__EXERCISE TASKS__
1: According to the occupational asthma text, which workplace triggers are the most common?
2: Rewrite the section of the occupational asthma text that opens with the words containing "The following tests" and closes with "have occupational asthma.", putting "vacation" in place of "holiday".
3: Please continue the occupational asthma text from its last sentence.

--- GIVEN PASSAGE ---

Occupational asthma is asthma caused by or worsened by exposure to substances in the workplace. Many substances in the workplace can cause occupational asthma. The most common triggers are wood dust, grain dust, animal dander, fungi and certain chemicals. The true frequency of occupational asthma is not known as many cases are not reported. Published reports estimate that occupational asthma may account for about 9-15% of adult onset asthma.
The following workers are at higher risk :
- Paint sprayers
- Bakers and pastry makers
- Chemical workers
- Animal handlers
- Food processing workers
- Timber workers
Signs and symptoms of occupational asthma
Symptoms of occupational asthma include coughing, wheezing, chest tightness and shortness of breath. Eye irritation, nasal congestion, and/or runny nose may also be present. This can be allergy related or an irritant reaction from exposure to triggers in the workplace.
In generally, occupational asthma should be considered if the asthma symptoms are worse on working days, improve when workers are at home for any length of time (weekends, vacations) and then recur when they return to work.
The health care provider has to ask questions about the patient’s medical history and perform a physical examination. The patients’ symptoms may have a pattern of getting worse with a certain workplace environment or substance.
The health care provider may hear wheezing when listening to the chest with a stethoscope.
The following tests may be done if indicated :
- Serial measurement of peak respiratory flow rate (PEFR)
- Chest x-ray
- Complete blood count
- Pulmonary function tests (spirometry)
- Skin prick tests or blood tests for specific IgE
- Bronchial provocation test (assessing airway hyper-responsiveness to the suspected allergen)
As a general rule, the history is more useful in excluding occupational asthma. A significant proportion of workers with symptoms that improve on days away from work or on holiday have occupational asthma.
Prognosis for workers with occupational asthma is worse for those who remain exposed for more than one year after symptoms develop compared with those who are removed from the exposure earlier. If occupational asthma is not correctly diagnosed early and the workers are not protected or removed from the exposure, it can cause permanent damage to their lungs.

--- EXCERPTED RECORDS ---

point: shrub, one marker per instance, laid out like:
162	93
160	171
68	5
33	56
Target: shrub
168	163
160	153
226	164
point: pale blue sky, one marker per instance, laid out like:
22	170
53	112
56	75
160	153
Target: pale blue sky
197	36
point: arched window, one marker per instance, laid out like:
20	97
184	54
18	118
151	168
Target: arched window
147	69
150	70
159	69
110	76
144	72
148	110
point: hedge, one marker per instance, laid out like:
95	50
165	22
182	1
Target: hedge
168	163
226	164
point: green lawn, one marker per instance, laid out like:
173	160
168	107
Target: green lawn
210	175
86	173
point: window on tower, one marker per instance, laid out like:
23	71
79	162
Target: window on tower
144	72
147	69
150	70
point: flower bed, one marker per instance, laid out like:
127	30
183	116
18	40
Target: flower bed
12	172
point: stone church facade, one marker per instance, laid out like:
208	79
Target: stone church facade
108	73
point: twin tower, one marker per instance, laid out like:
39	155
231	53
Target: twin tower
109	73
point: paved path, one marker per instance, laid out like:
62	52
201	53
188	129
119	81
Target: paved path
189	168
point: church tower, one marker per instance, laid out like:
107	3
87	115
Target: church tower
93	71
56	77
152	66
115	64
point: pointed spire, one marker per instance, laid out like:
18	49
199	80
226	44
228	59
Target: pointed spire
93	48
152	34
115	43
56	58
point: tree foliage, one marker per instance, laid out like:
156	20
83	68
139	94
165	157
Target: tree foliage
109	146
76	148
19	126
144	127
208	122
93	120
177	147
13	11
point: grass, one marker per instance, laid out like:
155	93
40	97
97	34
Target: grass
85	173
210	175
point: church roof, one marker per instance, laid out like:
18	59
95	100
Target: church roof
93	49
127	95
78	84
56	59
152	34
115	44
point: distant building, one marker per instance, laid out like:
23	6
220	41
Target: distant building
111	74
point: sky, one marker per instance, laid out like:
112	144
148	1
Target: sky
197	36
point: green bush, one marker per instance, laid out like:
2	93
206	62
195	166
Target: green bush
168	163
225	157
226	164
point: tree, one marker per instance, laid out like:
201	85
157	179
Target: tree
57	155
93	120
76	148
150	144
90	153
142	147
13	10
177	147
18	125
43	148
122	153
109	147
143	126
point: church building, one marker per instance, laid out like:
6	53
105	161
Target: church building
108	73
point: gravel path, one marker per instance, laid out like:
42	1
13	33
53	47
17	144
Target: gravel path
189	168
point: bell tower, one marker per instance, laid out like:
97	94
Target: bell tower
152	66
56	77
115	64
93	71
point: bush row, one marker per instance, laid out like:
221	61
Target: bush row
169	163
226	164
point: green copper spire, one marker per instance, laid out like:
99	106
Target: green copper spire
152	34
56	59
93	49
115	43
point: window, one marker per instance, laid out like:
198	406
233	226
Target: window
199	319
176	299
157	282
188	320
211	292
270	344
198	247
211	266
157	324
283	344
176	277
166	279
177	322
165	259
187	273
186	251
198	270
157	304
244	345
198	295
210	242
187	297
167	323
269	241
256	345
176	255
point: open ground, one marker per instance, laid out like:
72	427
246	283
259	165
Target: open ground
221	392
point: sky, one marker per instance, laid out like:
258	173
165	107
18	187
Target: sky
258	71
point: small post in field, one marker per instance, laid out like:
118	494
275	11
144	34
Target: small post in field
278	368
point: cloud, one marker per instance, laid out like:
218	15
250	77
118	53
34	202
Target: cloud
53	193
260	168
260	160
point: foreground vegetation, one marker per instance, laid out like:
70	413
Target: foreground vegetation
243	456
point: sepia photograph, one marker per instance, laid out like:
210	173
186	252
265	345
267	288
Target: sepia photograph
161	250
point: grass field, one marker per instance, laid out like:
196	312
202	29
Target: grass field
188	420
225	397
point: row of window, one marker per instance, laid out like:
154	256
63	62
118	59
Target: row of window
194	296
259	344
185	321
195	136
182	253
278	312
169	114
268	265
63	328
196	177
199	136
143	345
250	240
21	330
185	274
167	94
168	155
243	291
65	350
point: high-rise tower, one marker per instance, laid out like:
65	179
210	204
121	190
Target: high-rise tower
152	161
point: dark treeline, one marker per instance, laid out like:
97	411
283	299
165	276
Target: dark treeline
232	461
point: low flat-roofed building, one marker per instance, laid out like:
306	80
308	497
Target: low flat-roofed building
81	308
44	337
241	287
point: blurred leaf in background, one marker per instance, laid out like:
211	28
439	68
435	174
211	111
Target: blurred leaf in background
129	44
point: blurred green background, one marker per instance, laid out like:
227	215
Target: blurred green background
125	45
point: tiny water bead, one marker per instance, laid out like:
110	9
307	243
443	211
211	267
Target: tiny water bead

---

__RESPONSE LIST__
1: Wood dust, grain dust, animal dander, fungi and certain chemicals.

2:
The following tests may be done if indicated :
- Serial measurement of peak respiratory flow rate (PEFR)
- Chest x-ray
- Complete blood count
- Pulmonary function tests (spirometry)
- Skin prick tests or blood tests for specific IgE
- Bronchial provocation test (assessing airway hyper-responsiveness to the suspected allergen)
As a general rule, the history is more useful in excluding occupational asthma. A significant proportion of workers with symptoms that improve on days away from work or on vacation have occupational asthma.

3:
Furthermore, adults with occupational asthma may find seeking employment more difficult than adults with non-occupational asthma.
The main aim of management is to identify the cause and remove the worker from exposure if possible.
Avoiding exposure to the substance that is causing occupational asthma is the best treatment. Strategies include :
- Change jobs (the best option)
- Relocation by moving the workers to a different location where there is less exposure to the substance
- Using a respiratory device (personal protective equipment) to protect or reduce the exposure
Asthma medicines (especially inhalers) may help the patient to manage their symptoms. These include :
- Asthma reliever drugs – to relax the muscles of the airways and to improve the acute symptoms.
- Asthma controller drugs – to be taken every day to prevent asthmatic attack
Occupational asthma may get worse if the workers continue to be exposed to the substance that is causing the asthmatic attack, even if the medicines may help to improve the symptoms.
In general, the outcome for people with occupational asthma is good with early diagnosis and early avoidance of further exposure. It offers the best chance for complete recovery.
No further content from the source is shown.